Rumors: Florida St trying to join the Big Ten within the month

Submitted by WalterWhite_88 on December 11th, 2023 at 10:36 AM

I looked everywhere and didn't see this posted yet. Lots of rumors that Florida St is looking to join the Big 10 within the next month. Appears to be just rumors at this point... but often when there's smoke, there's fire. I guess they are (rightfully) angry about being left out of the CFP and perhaps they feel being in the ACC was part of the reason?

Yahoo article

USA Today article

Another article

MMBbones

December 11th, 2023 at 5:17 PM ^

"Canned gravy?"

When fully out of season, we should probably have a thorough discussion about gravy. I haven't searched (shame on me), but I don't recollect this board ever having a meaningful debate on the merits of various gravy recipes/techniques. 

We really need to do so as a service to humanity. We already know a large percentage of media content comes from those who simply steal from MGoBlog.

After all, we have already been claimed "iconic."

Needs

December 11th, 2023 at 11:48 AM ^

Markets don't matter in the same way they did when cable was exclusively dominant. In that era, getting added to regional cable systems brought dollars in directly to BTN.
::::::::::
- _What the task requires_: Reproduce the portion of the Florida State forum thread between "Markets don't matter" and "directly to BTN.", inclusive. The lines that come next are from a different source than the thread.

- _Raw data_:
::::::::::
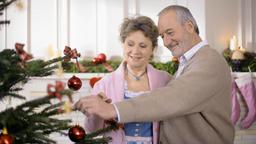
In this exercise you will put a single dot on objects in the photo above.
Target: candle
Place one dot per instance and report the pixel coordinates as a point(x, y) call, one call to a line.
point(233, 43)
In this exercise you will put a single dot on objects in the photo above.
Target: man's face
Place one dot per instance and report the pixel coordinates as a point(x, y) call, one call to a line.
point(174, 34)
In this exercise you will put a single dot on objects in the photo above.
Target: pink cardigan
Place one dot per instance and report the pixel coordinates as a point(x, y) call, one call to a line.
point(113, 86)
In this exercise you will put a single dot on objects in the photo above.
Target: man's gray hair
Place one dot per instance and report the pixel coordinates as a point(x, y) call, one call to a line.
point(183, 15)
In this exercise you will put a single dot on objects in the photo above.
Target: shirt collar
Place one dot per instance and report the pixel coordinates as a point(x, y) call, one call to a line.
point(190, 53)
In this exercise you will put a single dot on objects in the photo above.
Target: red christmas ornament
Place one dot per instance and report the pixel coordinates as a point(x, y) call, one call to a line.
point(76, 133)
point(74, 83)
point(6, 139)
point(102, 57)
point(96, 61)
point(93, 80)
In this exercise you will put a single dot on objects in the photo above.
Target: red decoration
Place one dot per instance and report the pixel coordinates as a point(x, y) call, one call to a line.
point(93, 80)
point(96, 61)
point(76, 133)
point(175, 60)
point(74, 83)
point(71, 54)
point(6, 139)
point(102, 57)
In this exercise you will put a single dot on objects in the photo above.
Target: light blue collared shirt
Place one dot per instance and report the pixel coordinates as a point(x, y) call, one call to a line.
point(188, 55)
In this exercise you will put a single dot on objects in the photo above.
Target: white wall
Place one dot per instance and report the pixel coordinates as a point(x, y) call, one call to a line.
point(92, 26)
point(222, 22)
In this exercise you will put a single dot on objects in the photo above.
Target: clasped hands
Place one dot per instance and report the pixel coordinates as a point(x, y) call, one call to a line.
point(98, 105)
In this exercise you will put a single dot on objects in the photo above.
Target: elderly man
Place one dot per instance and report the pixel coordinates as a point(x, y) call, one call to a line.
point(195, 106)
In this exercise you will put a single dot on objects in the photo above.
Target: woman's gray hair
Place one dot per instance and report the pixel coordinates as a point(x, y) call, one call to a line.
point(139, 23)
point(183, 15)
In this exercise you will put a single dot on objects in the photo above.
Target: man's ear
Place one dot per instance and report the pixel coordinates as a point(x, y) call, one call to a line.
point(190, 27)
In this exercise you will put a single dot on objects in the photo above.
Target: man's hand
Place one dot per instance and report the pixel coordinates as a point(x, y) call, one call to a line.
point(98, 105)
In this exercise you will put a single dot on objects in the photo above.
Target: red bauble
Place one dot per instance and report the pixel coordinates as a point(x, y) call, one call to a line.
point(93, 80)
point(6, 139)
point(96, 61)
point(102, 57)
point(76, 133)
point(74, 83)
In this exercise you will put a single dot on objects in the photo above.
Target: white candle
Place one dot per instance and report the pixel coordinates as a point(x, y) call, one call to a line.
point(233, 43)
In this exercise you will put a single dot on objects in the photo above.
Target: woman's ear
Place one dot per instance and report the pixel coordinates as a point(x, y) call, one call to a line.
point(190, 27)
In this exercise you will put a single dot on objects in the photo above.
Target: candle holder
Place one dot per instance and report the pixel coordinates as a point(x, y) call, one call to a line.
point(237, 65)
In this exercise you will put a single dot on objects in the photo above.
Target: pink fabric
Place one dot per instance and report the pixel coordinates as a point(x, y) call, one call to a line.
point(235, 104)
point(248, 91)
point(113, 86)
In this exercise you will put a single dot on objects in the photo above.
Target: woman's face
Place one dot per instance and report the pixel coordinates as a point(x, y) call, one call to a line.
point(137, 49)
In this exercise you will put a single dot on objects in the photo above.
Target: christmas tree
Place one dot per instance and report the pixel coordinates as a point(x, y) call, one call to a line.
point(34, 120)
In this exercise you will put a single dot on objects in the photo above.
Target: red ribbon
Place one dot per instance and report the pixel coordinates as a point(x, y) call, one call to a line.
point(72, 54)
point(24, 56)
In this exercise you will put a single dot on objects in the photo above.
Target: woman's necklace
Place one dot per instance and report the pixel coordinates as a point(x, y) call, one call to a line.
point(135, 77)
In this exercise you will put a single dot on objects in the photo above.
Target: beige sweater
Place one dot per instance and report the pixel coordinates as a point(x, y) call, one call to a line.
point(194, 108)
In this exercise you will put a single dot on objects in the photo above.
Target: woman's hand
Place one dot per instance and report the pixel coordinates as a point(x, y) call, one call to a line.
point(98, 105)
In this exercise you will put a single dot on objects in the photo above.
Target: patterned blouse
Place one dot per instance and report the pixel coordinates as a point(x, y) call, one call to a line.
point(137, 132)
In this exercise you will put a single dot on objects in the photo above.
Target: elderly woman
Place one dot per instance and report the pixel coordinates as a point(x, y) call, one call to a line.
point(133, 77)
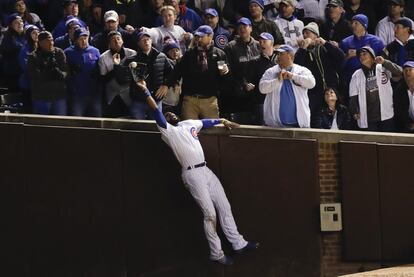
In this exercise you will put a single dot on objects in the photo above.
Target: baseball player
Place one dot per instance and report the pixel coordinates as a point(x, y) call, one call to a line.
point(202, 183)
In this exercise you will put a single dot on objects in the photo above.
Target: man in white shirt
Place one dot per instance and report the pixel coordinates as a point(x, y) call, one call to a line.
::::::::::
- _The output_:
Markets don't matter in the same way they did when cable was exclusively dominant. In that era, getting added to regional cable systems brought dollars in directly to BTN.